* [Your instructions] Can you duplicate the column on coronavirus warnings below word for word, from its headline through its last line?

* [Text excerpt]
-- Opening Marker --
Bad, really bad

By Steve Woodward

Our self-appointed intellectuals become inarticulate in the face of the unpredictable.

“We are asking the American public to work with us to prepare in the expectation that this (coronavirus outbreak) could be bad,” said Nancy Messonnier during a press conference on February 25. Messonnier is the Center for Disease Control’s director of the National Center for Immunization and Respiratory Diseases.

“I’ve got a feeling (emphasis added),” writes Peggy Noonan in her weekly column for The Wall Street Journal, “the coronavirus is going to be bad, that it will have a big impact on America, more than we imagine, and therefore on its politics.”

As former Obama enabler and ex-Chicago mayor Rahm Emmanuel once observed, “We can’t let a crisis go to waste.” This is classic Sal Alinsky (Rules for Radicals) thinking. If it takes a global virus to bring into lockstep the masses, so be it. Embrace it. Encourage despair.

We can presume that Ms. Messonnier has a duty to project a “bad” scenario, but what a choice of words. She and the CDC might have moderated this dire outlook by saying that the United States is prepared to minimize the spread and severity of the virus which, no doubt, it is. That seems less “bad”.
-- Closing Marker --
Items stored from a collection
-- Opening Marker --
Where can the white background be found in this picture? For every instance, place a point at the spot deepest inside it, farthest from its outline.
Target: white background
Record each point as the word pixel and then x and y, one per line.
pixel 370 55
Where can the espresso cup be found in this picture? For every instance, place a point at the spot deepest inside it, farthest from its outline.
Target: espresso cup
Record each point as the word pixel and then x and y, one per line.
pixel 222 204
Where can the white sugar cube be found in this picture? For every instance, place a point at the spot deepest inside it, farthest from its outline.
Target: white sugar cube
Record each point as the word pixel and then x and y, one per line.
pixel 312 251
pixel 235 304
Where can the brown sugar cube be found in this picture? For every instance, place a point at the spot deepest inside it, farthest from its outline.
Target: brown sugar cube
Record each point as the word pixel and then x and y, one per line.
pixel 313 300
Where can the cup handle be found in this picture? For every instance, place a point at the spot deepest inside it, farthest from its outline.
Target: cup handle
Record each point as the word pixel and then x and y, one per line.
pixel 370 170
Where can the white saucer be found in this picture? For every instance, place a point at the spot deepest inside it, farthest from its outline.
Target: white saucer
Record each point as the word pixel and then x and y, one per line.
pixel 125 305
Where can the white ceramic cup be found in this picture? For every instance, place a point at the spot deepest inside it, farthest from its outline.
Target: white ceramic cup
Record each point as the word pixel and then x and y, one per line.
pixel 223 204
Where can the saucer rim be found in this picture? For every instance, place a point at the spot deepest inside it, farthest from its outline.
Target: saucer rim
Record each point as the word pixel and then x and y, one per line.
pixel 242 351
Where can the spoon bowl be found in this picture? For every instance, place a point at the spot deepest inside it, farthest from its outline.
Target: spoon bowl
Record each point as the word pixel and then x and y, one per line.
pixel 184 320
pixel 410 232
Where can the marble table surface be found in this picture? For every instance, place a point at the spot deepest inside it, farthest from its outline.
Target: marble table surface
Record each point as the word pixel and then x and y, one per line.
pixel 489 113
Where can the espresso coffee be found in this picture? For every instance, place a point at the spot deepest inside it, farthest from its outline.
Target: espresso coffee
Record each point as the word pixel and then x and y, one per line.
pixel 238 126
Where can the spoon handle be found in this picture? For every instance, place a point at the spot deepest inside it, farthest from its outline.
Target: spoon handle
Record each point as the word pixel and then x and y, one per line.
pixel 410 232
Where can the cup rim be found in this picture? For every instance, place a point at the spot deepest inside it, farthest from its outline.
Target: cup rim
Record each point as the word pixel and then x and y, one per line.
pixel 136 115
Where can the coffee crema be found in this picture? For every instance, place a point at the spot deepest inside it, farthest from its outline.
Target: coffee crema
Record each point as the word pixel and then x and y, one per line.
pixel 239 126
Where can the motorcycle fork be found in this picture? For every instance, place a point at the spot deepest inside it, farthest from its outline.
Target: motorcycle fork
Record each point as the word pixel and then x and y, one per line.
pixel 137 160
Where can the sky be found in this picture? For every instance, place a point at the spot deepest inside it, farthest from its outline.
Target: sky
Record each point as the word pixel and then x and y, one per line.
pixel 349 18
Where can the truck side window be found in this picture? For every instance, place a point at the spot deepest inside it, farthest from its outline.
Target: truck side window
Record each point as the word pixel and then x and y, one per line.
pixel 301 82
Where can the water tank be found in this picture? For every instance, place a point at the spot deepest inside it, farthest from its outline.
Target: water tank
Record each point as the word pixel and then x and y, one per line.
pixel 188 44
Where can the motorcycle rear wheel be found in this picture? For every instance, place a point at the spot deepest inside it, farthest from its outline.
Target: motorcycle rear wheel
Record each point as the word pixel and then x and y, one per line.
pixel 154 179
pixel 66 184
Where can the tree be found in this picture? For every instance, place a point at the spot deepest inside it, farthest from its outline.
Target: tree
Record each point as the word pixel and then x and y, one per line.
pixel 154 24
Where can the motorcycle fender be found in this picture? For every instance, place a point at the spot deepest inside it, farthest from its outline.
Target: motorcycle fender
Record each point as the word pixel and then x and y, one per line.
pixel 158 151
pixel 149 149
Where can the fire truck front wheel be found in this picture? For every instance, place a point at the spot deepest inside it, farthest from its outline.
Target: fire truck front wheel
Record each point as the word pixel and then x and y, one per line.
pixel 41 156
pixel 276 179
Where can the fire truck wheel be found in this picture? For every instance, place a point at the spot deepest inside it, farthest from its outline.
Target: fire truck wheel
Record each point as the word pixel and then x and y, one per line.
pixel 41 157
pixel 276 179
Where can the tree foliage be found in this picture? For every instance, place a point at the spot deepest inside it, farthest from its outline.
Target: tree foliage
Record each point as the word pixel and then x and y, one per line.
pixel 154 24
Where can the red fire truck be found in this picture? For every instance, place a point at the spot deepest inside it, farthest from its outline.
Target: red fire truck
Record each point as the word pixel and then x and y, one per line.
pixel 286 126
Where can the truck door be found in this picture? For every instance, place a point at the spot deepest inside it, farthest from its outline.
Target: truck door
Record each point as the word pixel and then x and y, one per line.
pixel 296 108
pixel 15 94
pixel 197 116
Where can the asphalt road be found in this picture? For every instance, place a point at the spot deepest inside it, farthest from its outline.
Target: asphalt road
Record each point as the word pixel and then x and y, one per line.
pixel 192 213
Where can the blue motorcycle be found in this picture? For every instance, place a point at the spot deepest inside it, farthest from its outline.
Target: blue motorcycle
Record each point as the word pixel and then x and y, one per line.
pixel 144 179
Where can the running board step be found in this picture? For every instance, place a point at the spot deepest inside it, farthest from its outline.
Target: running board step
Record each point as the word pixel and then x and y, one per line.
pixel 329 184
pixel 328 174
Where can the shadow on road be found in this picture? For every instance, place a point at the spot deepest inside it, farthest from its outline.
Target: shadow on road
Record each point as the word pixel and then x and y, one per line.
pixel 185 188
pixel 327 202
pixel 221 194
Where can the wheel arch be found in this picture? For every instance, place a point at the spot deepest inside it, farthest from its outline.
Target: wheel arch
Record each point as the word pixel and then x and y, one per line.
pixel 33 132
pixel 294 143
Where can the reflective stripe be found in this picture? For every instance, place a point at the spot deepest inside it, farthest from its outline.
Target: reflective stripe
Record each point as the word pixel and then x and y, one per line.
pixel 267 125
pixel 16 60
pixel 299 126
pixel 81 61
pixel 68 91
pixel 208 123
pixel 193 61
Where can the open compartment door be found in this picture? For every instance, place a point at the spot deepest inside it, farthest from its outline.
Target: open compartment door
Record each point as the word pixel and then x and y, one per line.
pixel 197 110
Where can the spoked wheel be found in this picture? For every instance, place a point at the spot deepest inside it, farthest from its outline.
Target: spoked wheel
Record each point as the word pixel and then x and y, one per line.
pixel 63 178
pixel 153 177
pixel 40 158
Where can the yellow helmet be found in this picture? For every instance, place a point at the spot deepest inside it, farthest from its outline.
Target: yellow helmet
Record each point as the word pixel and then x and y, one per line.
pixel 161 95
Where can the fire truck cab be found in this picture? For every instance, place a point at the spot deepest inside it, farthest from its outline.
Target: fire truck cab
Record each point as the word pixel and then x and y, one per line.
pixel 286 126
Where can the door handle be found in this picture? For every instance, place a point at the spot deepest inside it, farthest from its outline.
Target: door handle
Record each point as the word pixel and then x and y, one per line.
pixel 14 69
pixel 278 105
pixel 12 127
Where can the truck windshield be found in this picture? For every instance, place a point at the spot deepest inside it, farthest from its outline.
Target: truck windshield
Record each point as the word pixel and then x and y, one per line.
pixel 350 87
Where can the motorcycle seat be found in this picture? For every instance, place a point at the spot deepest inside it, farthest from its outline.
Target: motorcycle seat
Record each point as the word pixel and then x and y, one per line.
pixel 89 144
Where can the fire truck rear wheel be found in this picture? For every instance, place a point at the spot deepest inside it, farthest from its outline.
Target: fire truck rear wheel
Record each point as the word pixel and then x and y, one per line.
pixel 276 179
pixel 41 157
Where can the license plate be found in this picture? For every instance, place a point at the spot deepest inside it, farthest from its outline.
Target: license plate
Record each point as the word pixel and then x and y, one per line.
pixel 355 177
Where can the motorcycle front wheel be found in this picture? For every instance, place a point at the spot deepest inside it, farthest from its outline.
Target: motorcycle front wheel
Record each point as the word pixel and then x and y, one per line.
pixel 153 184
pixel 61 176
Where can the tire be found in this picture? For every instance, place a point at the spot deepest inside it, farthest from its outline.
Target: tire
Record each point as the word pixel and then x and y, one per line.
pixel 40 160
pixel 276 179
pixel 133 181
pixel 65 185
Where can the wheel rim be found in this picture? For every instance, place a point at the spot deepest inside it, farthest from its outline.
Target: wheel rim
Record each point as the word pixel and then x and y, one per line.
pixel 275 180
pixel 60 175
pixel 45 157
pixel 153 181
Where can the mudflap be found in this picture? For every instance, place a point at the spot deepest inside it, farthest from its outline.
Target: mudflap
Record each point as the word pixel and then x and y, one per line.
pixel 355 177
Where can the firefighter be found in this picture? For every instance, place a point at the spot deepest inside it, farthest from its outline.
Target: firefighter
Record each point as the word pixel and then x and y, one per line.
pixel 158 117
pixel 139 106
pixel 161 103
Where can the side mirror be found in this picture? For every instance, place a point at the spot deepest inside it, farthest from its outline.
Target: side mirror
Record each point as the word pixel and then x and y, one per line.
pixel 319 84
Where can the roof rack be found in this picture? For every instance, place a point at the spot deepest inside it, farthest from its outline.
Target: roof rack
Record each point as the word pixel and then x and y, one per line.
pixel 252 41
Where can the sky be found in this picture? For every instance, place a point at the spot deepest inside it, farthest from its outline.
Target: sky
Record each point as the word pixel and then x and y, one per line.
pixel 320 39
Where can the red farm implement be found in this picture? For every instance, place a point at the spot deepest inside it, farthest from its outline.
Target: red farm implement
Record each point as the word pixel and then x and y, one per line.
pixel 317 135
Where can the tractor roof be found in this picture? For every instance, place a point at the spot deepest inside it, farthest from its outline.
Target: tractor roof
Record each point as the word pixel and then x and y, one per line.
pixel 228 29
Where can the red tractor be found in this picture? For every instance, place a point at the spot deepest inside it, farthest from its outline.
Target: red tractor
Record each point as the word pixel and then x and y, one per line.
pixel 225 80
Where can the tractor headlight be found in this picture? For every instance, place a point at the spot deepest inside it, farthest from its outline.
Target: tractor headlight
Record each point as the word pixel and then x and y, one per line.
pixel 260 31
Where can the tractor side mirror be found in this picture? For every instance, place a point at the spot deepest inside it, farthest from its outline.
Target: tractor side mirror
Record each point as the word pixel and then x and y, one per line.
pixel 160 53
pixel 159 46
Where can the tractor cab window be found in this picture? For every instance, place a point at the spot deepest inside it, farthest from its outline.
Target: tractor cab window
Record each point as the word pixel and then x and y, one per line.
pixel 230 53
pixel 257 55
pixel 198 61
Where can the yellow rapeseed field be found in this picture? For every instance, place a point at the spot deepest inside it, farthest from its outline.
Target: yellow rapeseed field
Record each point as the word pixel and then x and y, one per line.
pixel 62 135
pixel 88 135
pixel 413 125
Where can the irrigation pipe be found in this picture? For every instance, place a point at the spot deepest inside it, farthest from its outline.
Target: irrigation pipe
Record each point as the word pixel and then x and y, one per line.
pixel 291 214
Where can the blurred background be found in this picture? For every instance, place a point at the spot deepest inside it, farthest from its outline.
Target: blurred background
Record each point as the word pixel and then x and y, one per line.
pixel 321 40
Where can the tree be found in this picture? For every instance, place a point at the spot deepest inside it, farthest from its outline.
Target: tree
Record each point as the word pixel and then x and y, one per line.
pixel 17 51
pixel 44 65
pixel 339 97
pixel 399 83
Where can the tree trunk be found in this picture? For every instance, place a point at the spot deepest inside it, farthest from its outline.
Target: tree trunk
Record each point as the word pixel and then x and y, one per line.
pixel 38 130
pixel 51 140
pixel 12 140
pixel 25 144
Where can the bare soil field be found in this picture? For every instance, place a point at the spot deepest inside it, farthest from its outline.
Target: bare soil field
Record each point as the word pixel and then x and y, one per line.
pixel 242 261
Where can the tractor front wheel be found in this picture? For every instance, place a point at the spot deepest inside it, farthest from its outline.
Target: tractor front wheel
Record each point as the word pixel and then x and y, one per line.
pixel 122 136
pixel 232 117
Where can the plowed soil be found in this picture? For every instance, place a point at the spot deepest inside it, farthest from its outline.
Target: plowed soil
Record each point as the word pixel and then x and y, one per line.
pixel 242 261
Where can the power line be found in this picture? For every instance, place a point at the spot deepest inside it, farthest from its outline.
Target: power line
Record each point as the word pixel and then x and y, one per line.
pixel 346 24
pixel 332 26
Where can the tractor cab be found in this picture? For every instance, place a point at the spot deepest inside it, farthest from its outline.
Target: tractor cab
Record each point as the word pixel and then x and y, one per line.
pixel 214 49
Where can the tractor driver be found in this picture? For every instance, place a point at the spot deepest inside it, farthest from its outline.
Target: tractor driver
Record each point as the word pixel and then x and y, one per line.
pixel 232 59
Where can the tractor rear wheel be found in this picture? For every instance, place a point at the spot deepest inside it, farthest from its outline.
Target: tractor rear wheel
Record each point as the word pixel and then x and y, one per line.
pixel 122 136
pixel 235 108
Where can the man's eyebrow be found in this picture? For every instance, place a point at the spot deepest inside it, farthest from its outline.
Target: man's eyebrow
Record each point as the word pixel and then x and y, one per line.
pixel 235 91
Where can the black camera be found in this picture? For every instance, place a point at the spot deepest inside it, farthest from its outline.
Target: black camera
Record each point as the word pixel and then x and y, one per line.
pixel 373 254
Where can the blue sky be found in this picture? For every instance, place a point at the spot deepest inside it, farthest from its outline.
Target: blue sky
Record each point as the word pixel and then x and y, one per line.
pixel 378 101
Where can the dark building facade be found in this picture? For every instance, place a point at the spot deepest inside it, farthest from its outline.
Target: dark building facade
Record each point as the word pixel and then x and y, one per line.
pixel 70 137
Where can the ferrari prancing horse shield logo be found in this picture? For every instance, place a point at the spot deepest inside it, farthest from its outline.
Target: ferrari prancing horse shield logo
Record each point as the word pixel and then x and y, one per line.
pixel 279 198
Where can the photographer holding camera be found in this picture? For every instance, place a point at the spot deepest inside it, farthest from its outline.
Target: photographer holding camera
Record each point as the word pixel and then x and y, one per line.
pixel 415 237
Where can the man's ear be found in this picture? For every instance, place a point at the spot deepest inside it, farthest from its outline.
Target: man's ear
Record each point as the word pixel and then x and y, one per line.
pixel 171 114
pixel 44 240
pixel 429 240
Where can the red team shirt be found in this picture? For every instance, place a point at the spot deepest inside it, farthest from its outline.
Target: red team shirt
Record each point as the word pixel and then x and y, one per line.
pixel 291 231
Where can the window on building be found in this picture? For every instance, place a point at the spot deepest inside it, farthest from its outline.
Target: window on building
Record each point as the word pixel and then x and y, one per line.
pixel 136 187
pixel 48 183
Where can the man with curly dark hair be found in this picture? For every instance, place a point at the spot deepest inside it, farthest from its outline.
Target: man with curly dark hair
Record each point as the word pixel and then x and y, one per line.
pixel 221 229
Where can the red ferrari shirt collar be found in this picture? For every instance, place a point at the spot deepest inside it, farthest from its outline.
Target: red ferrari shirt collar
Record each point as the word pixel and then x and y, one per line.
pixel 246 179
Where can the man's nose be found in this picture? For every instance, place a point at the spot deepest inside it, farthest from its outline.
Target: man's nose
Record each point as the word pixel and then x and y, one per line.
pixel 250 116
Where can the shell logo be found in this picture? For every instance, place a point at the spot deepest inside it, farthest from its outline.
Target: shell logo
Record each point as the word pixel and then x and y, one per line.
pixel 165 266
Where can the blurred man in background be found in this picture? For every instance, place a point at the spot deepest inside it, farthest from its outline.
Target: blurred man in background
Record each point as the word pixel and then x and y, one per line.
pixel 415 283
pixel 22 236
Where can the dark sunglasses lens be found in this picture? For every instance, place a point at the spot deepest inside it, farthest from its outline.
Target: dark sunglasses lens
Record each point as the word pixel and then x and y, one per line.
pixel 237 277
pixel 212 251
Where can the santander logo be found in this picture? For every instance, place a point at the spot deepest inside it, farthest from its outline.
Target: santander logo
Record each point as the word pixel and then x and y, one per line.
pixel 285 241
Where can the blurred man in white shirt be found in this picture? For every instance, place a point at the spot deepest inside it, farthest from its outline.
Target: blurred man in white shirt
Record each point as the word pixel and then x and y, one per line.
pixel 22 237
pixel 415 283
-- Closing Marker --
* [Answer to this problem]
Bad, really bad

By Steve Woodward

Our self-appointed intellectuals become inarticulate in the face of the unpredictable.

“We are asking the American public to work with us to prepare in the expectation that this (coronavirus outbreak) could be bad,” said Nancy Messonnier during a press conference on February 25. Messonnier is the Center for Disease Control’s director of the National Center for Immunization and Respiratory Diseases.

“I’ve got a feeling (emphasis added),” writes Peggy Noonan in her weekly column for The Wall Street Journal, “the coronavirus is going to be bad, that it will have a big impact on America, more than we imagine, and therefore on its politics.”

As former Obama enabler and ex-Chicago mayor Rahm Emmanuel once observed, “We can’t let a crisis go to waste.” This is classic Sal Alinsky (Rules for Radicals) thinking. If it takes a global virus to bring into lockstep the masses, so be it. Embrace it. Encourage despair.

We can presume that Ms. Messonnier has a duty to project a “bad” scenario, but what a choice of words. She and the CDC might have moderated this dire outlook by saying that the United States is prepared to minimize the spread and severity of the virus which, no doubt, it is. That seems less “bad”.